» **TASK BRIEF**: Your answer should be the line containing "Target: sky" and every line after it to the end of the records below, word for word.

= Beginning of Section =

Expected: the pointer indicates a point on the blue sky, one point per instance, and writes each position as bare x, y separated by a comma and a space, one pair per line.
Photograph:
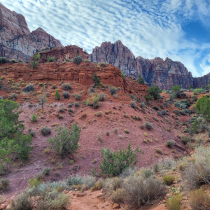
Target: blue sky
178, 29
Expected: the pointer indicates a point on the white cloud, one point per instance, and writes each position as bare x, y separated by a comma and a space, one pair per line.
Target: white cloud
148, 28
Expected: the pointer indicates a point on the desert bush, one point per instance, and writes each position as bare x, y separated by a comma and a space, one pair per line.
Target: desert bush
96, 79
4, 60
51, 59
118, 196
45, 131
112, 90
139, 192
4, 184
133, 104
199, 199
149, 126
12, 139
111, 165
170, 143
147, 173
101, 97
95, 103
142, 104
164, 112
57, 95
46, 171
77, 60
66, 86
66, 140
34, 118
168, 180
197, 172
203, 107
155, 108
33, 64
77, 96
156, 168
65, 94
28, 88
13, 96
185, 139
154, 91
140, 80
167, 163
23, 201
176, 90
174, 203
76, 104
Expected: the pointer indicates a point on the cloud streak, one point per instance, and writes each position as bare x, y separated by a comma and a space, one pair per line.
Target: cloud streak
148, 28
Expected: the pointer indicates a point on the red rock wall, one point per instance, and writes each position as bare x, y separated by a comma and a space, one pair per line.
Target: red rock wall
60, 54
15, 36
68, 71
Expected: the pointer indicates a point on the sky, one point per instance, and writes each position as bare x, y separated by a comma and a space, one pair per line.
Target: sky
178, 29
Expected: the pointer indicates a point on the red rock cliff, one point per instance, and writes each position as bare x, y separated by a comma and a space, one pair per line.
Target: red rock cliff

= End of Section =

» **YOUR SOLUTION**:
Target: sky
178, 29
Expected: the pointer indicates a point on the red rock cliff, one point per instance, and writes each position as bare x, y separated by a comma and a space, one pair per line.
Target: red rock cliff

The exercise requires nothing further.